Region pointing data:
=== Section Start ===

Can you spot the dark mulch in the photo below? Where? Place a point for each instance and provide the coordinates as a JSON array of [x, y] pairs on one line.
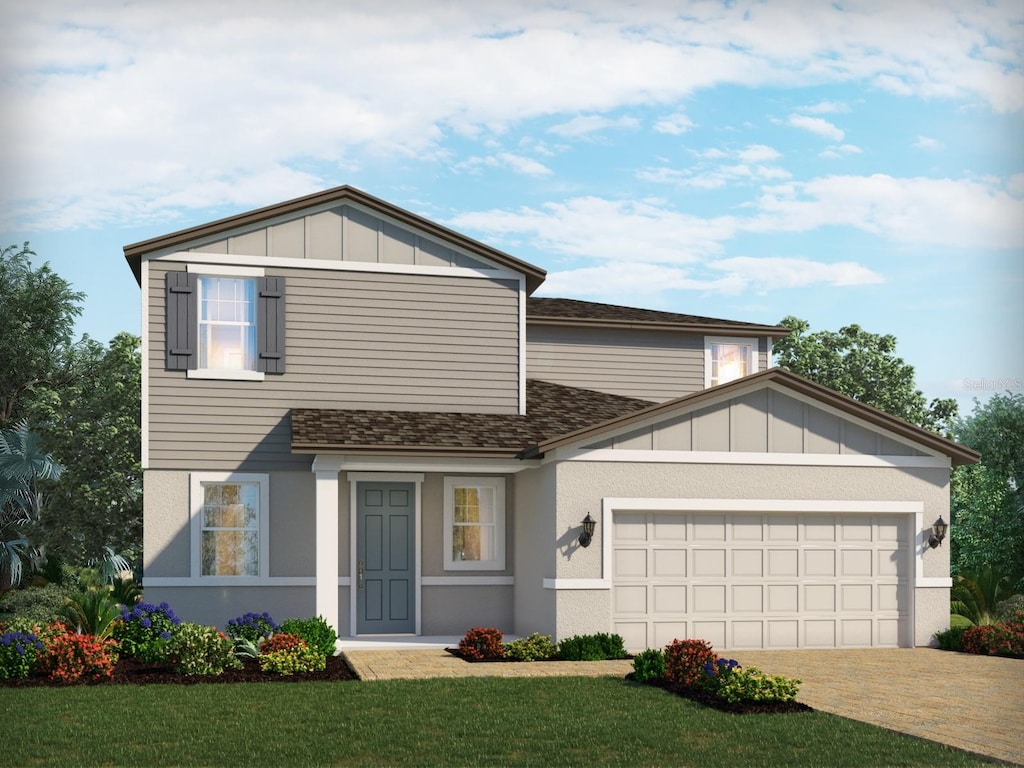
[[742, 708], [129, 672]]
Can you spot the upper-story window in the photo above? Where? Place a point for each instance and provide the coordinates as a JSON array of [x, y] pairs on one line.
[[728, 358], [225, 323]]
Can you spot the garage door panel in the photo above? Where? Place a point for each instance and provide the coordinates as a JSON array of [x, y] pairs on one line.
[[709, 562], [670, 562], [761, 581], [669, 599], [630, 563]]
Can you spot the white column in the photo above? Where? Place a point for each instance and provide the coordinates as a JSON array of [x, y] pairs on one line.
[[326, 469]]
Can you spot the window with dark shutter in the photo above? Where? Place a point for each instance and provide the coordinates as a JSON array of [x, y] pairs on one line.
[[270, 326], [182, 322]]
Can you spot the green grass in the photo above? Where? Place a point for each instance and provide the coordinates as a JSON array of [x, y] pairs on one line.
[[463, 722]]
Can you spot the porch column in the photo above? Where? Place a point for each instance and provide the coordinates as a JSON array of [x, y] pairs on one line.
[[326, 469]]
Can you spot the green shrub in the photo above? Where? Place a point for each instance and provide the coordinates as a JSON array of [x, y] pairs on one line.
[[648, 666], [144, 631], [316, 632], [18, 651], [952, 638], [685, 662], [592, 647], [92, 612], [201, 650], [41, 604], [299, 658], [751, 684], [251, 626], [537, 647], [482, 643]]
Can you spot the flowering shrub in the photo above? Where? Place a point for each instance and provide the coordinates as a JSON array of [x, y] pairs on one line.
[[201, 650], [252, 627], [1001, 639], [68, 657], [282, 641], [482, 643], [684, 663], [735, 685], [288, 662], [537, 647], [648, 666], [144, 630], [17, 653], [316, 632]]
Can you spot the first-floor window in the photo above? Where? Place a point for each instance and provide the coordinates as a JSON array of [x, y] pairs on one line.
[[229, 515], [474, 523]]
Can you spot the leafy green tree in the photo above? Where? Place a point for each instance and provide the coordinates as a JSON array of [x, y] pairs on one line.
[[23, 465], [987, 508], [94, 426], [83, 400], [862, 366], [37, 316]]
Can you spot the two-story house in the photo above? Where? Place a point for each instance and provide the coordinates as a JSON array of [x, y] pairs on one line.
[[350, 411]]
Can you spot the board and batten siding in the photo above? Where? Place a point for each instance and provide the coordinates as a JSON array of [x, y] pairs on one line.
[[654, 366], [354, 340], [764, 421]]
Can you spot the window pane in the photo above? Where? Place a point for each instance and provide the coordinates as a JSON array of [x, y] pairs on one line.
[[229, 553], [728, 361]]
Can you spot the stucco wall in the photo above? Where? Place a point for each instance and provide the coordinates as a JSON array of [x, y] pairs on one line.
[[582, 485]]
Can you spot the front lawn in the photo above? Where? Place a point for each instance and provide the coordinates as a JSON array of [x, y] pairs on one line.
[[461, 722]]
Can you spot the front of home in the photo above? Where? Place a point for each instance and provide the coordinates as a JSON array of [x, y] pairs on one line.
[[350, 411]]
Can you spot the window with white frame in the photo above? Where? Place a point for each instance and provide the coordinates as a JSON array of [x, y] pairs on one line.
[[226, 324], [474, 523], [729, 358], [229, 519]]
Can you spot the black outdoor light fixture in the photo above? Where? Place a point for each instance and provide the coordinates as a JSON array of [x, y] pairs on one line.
[[589, 523], [938, 532]]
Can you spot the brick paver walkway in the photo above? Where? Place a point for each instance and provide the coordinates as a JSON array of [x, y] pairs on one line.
[[967, 701]]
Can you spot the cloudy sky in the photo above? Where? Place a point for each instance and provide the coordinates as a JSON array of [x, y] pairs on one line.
[[847, 162]]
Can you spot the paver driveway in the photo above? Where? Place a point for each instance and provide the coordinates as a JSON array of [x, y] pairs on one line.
[[967, 701]]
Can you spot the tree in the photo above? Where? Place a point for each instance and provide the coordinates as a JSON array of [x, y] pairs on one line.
[[23, 465], [83, 400], [987, 508], [94, 426], [862, 366], [37, 315]]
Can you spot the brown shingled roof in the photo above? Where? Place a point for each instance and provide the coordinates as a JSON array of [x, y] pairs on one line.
[[554, 410], [560, 311]]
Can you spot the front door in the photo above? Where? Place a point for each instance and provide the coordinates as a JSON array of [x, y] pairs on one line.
[[385, 558]]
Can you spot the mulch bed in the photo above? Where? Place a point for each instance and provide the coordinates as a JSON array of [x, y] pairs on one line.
[[741, 708], [128, 672]]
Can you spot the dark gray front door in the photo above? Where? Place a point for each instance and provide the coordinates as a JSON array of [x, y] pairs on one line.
[[386, 558]]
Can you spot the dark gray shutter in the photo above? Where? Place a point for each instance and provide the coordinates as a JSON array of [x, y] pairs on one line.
[[270, 325], [182, 322]]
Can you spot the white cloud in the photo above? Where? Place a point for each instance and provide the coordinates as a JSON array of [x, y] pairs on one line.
[[584, 125], [930, 144], [816, 125], [674, 125]]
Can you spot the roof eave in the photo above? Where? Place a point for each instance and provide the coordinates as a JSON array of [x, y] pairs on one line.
[[133, 253]]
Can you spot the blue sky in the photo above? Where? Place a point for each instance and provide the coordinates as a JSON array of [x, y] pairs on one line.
[[845, 162]]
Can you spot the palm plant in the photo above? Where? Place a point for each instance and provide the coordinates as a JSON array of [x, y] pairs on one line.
[[976, 593], [23, 463]]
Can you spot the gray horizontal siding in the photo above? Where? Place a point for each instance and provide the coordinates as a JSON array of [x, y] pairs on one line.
[[650, 365], [354, 340]]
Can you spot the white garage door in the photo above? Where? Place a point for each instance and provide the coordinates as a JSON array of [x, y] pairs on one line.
[[761, 581]]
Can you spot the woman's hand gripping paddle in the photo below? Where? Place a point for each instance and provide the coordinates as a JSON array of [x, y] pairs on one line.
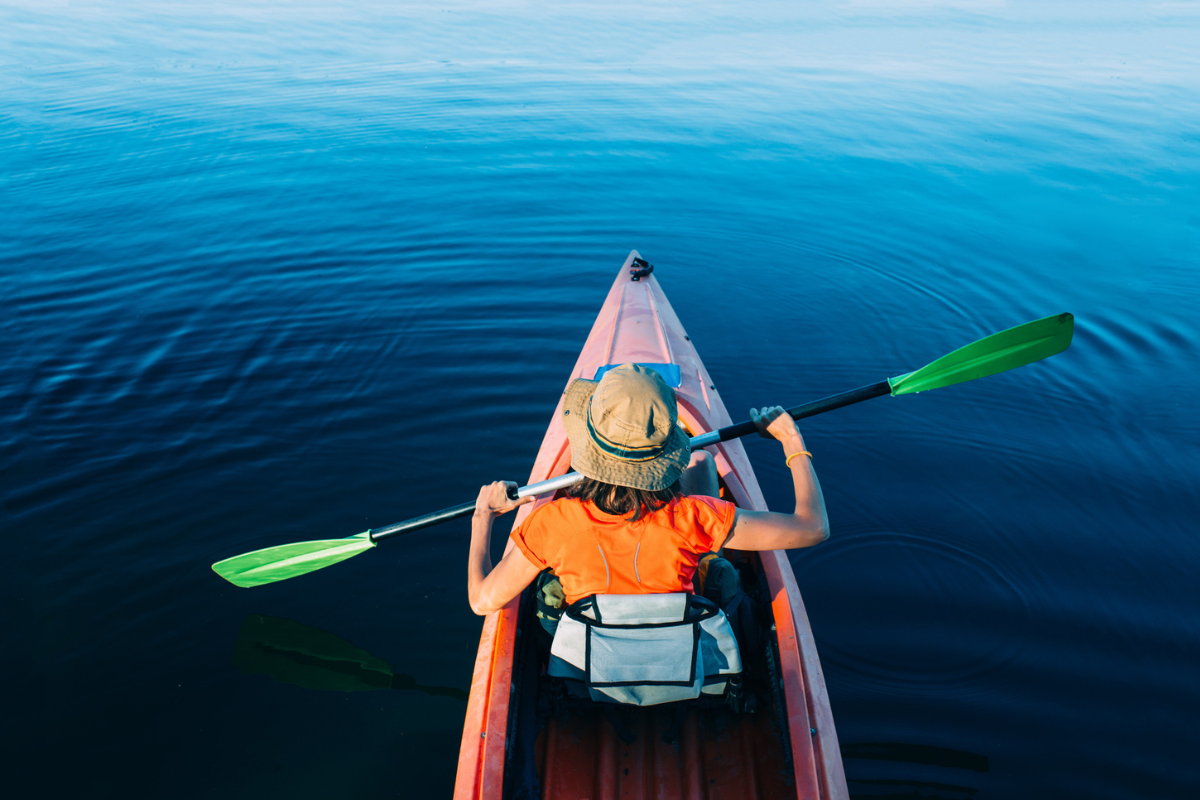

=== Section End ===

**Action item:** Your task is to reproduce every record exactly while omitting the pictures.

**Solution to the exercise:**
Can you spot the dark mulch in the photo below? Where? Place a point for each instance and provide the coordinates as a JSON array of [x, y] pairs on one line.
[[742, 708], [129, 672]]
Can you spot the upper-story window in the photo above? Where? Place a point for each instance and provide the coordinates as a JSON array of [x, y] pairs on one line.
[[728, 358], [225, 323]]
Can you spot the garage door panel in the photo above? Where? Place a point for each instance and provide the coordinates as a JSON array of [x, y] pairs on one line.
[[709, 562], [670, 562], [761, 581], [669, 599], [630, 563]]
Can you spot the white column in the photo above? Where? Place a point for each instance and provide the coordinates as a JSON array of [x, y] pairs on one line.
[[326, 469]]
Can you spot the window with dark shutter in the photo above? Where? Place a point for each instance and provide the coordinates as a JSON array of [x, y] pairs on one line.
[[270, 326], [182, 322]]
Can you spot the green grass in the photo above? Where? Place a point for each instance and provide the coordinates as a JSON array of [x, y] pairs on one line.
[[463, 722]]
Can you spot the porch column in the photo above? Where? Place a point for each instance and provide the coordinates as a JSON array of [x, y] pairs on one line.
[[326, 469]]
Can you spot the green shrub in the photo above? Where? Place a point for each instance and provide the coordinates as a JSON array of [x, y] pairs on one line.
[[648, 666], [144, 631], [316, 632], [18, 651], [952, 638], [685, 662], [592, 647], [92, 612], [201, 650], [41, 604], [299, 658], [751, 684], [251, 626], [537, 647], [482, 643]]
Can you spot the flowering shrub in the photo above? Where? Place a point for each instance and provide the coordinates as a JSON array of [x, y] pairs on one line.
[[201, 650], [252, 627], [1001, 639], [68, 657], [282, 641], [482, 643], [684, 663], [735, 685], [288, 662], [537, 647], [648, 666], [144, 630], [17, 653], [316, 632]]
Can you spot the first-floor window in the photo above? Where? Place a point for each instance and provide the coordinates as a JSON array of [x, y] pairs on one line.
[[229, 515], [474, 523]]
Can you spot the leafy green tree in the photo above? Where? Place a point for each instance and provide the coordinates as a JSON array of [x, y] pairs on one line.
[[23, 465], [987, 508], [94, 426], [83, 400], [862, 366], [37, 316]]
Can you spot the two-story house in the photo above? Where? Place a point for each instance and provide the coordinates as a JSON array of [x, y] pairs on one line.
[[350, 411]]
Can you spot the board and batten siding in the photo above? Where? Place a point for each instance and provide the coordinates as a JSON array of [x, y] pairs on one line.
[[654, 366], [354, 340], [764, 421]]
Can you spot the window pane in the photo above? Where? Place a point for each instance and provide the coordinates as a JSON array of [x, y] pairs on one line.
[[229, 553], [728, 361]]
Can you spot the stucco wall in the photo above? Where? Place a point for each instance and provide the coordinates as a JSON array of [x, y] pairs on one line.
[[582, 485]]
Can you spot the front lawn in the photo above? Where? Place a point for each instance and provide the coordinates as a JSON array of [x, y] pairs on one line.
[[461, 722]]
Can you spot the front of home in the photo above? Where? Place a point for each instance and provide the coordinates as a JSON array of [x, y] pairs on one line.
[[350, 411]]
Can you spot the window with white frame in the photo above? Where? Place a point for each instance and provide the coordinates as a JSON array of [x, y] pairs on one line.
[[226, 324], [474, 523], [729, 358], [229, 519]]
Can you spot the black outdoor light fixture in the photo above? Where? Place a point for each instance and provide the coordinates as a JSON array of [x, y] pairs on one line.
[[589, 523], [938, 532]]
Can you spot the brick paver walkway in the photo above? Where? Place a point for each instance and provide the coordinates as a JSON array of [x, y] pairs on one line.
[[967, 701]]
Can you spot the cloudy sky in the photo above? Where? Place a point for each instance and provide the coordinates as a JSON array of [x, y] pairs on one line.
[[847, 162]]
Can you spot the paver driveway in the photo above? Where? Place a point for each instance and provide the coordinates as a JSON array of [x, y] pairs on one line.
[[967, 701]]
Can you spot the tree in the photo above? Where? Place a point for each instance and provide the coordinates as a JSON array of [x, y] pairs on one line.
[[23, 465], [83, 400], [987, 508], [94, 426], [862, 366], [37, 315]]
Can you spot the brown shingled roof in the photo above? Where? Place a point for each instance and provide the coordinates as a JSON array of [x, y] pairs on one line.
[[554, 410], [560, 311]]
Can you spot the front door in the photo above? Where? Place a point for each instance and provide the coordinates as a JSON array of [x, y] pairs on one line.
[[385, 558]]
Can you spot the mulch bed in the photo above? Where? Place a point for each instance and provide the coordinates as a JSON array of [x, y] pairs on one line.
[[741, 708], [128, 672]]
Can you spot the dark gray front door in the photo above? Where? Place a point for each instance and provide the coordinates as a JSON array of [x, y] pairs on one line.
[[386, 558]]
Can you spot the dark gray shutter in the photo above? Where? Place a point for each instance and provide the coordinates as a JSON array of [x, y] pairs on one line.
[[270, 325], [182, 322]]
Can you spot the white cloud in the photo above? Where? Place a point for each instance and provide the coordinates as a JSON array of [x, y] pairs on one line.
[[584, 125], [930, 144], [816, 125], [674, 125]]
Can you spot the roof eave in the photo above? Where? Place a point for each instance and provide the coordinates as a JSON array of [x, y] pairs on one line.
[[133, 253]]
Can you spot the blue sky in the photo above? Where? Place a point for each instance and provide the coordinates as a JSON array of [x, y] pairs on one line.
[[845, 162]]
Can you spot the palm plant in the photo above? Where? Place a point for each instance and provide the coordinates as a JSON array of [x, y] pairs on one line.
[[976, 593], [23, 463]]
Can you spot the gray horizontal siding in the photo above? Where? Place a point for each instance and provide the coordinates as a JSON array of [x, y] pairs on one line.
[[650, 365], [354, 340]]
Can you spot the white garage door in the photo above? Where? Place a point for each instance and provide the coordinates as a JSON array of [x, y] pairs on one line.
[[761, 581]]
Can you spot the woman's hand gripping paddle in the photo below? Where? Place a point for each instance and provide the coordinates as a JSON array of [x, y] pairs on one line.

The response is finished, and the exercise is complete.